• YOUR OBJECTIVE
Reproduce every one of the following lines verbatim, without altering a single character.

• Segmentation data
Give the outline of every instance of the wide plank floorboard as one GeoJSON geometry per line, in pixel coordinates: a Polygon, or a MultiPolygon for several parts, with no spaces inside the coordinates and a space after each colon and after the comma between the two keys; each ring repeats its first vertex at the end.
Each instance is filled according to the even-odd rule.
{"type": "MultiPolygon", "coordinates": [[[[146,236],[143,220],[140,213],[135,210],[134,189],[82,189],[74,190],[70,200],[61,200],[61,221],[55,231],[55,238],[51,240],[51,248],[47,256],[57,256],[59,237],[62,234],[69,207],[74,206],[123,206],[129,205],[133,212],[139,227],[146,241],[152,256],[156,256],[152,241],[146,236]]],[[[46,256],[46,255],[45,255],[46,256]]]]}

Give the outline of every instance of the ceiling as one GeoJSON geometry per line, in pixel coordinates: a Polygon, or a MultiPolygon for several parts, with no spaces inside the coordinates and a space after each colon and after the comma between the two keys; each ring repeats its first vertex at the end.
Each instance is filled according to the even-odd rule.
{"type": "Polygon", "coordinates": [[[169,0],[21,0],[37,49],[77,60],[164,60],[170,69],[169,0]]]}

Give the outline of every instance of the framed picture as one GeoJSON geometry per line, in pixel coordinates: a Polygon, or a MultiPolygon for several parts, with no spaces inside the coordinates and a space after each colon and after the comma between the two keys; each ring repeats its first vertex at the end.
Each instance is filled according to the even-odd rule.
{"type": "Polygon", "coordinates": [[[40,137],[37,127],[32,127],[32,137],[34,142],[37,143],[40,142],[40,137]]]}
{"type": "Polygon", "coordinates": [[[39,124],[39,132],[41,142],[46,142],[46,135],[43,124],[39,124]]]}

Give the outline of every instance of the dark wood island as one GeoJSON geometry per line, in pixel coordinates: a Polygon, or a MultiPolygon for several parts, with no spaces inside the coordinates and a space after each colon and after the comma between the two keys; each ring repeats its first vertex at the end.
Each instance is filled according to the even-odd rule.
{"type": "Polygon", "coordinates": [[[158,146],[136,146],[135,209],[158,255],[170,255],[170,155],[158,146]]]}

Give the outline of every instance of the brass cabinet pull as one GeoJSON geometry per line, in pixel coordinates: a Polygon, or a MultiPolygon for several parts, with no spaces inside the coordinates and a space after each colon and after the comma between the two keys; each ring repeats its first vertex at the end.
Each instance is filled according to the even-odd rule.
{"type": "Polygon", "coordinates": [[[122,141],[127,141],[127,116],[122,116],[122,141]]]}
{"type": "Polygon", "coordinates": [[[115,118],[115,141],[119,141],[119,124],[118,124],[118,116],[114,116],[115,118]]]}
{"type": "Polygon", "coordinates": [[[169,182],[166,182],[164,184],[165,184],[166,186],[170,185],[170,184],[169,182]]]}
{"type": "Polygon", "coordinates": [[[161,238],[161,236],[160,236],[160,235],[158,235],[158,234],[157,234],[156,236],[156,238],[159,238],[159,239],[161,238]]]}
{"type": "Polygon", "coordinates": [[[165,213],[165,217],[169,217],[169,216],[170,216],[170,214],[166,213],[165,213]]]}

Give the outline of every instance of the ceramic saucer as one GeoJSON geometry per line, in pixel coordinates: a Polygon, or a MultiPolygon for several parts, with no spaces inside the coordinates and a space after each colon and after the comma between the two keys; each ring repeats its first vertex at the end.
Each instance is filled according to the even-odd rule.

• SOLUTION TO THIS PROBLEM
Give the outline of every instance of the wide plank floorboard as one GeoJSON geometry per line, in pixel coordinates: a Polygon, or a MultiPolygon for several parts, with no spaces inside the coordinates and a space after each colon and after the comma between the two keys; each ring repeats its first vertex at the end.
Each instance is filled according to the even-odd rule.
{"type": "MultiPolygon", "coordinates": [[[[146,236],[143,220],[140,213],[135,210],[134,189],[82,189],[74,190],[70,200],[61,200],[61,221],[55,231],[55,238],[51,240],[51,248],[47,256],[57,256],[59,237],[62,234],[69,207],[74,206],[123,206],[129,205],[133,212],[139,227],[146,241],[152,256],[156,256],[152,241],[146,236]]],[[[46,256],[46,255],[45,255],[46,256]]]]}

Give the outline of every instance of the ceiling as one GeoJSON geometry per line, in pixel coordinates: a Polygon, or a MultiPolygon for several parts, with no spaces inside the coordinates and a space after each colon and after the comma between the two keys; each ring repeats its first vertex at the end.
Each instance is filled according to the even-odd rule.
{"type": "Polygon", "coordinates": [[[169,0],[21,0],[37,49],[77,60],[164,60],[170,69],[169,0]]]}

Give the outline of every instance of the framed picture as one GeoJSON geometry per line, in pixel coordinates: a Polygon, or a MultiPolygon for several parts, with no spaces inside the coordinates and a space after each colon and after the comma between the two keys; each ring repeats its first vertex at the end.
Each instance is filled according to the even-odd rule.
{"type": "Polygon", "coordinates": [[[40,137],[37,127],[32,127],[32,137],[34,142],[37,143],[40,142],[40,137]]]}
{"type": "Polygon", "coordinates": [[[39,124],[39,132],[41,142],[46,142],[46,135],[43,124],[39,124]]]}

Give the outline of every instance of the dark wood island as one GeoJSON geometry per line, in pixel coordinates: a Polygon, or a MultiPolygon for several parts, with no spaces inside the coordinates and a space after each colon and after the comma between the two keys; each ring repeats its first vertex at the end.
Each instance is filled according to the even-odd rule.
{"type": "Polygon", "coordinates": [[[158,146],[136,146],[135,209],[158,255],[170,255],[170,155],[158,146]]]}

Give the outline of every instance of the brass cabinet pull as one GeoJSON geometry per line, in pixel coordinates: a Polygon, or a MultiPolygon for several parts, with no spaces inside the coordinates and a space after each colon and after the comma between the two keys; each ring repeats its first vertex at the end.
Each instance is filled according to the even-odd rule.
{"type": "Polygon", "coordinates": [[[122,141],[127,141],[127,116],[122,116],[122,141]]]}
{"type": "Polygon", "coordinates": [[[115,118],[115,141],[119,141],[119,124],[118,124],[118,116],[114,116],[115,118]]]}
{"type": "Polygon", "coordinates": [[[169,182],[166,182],[164,184],[165,184],[166,186],[170,185],[170,184],[169,182]]]}
{"type": "Polygon", "coordinates": [[[161,238],[161,236],[160,236],[160,235],[158,235],[158,234],[157,234],[156,236],[156,238],[159,238],[159,239],[161,238]]]}
{"type": "Polygon", "coordinates": [[[165,213],[165,217],[169,217],[169,216],[170,216],[170,214],[166,213],[165,213]]]}

Give the outline of every instance of the ceramic saucer as one GeoJSON geometry per line, in pixel coordinates: a Polygon, or a MultiPolygon for several parts, with no spaces inside the coordinates and a space after each colon and after the comma between the two keys; each ring repeats its first vertex at the end.
Each instance is filled according to the even-odd rule.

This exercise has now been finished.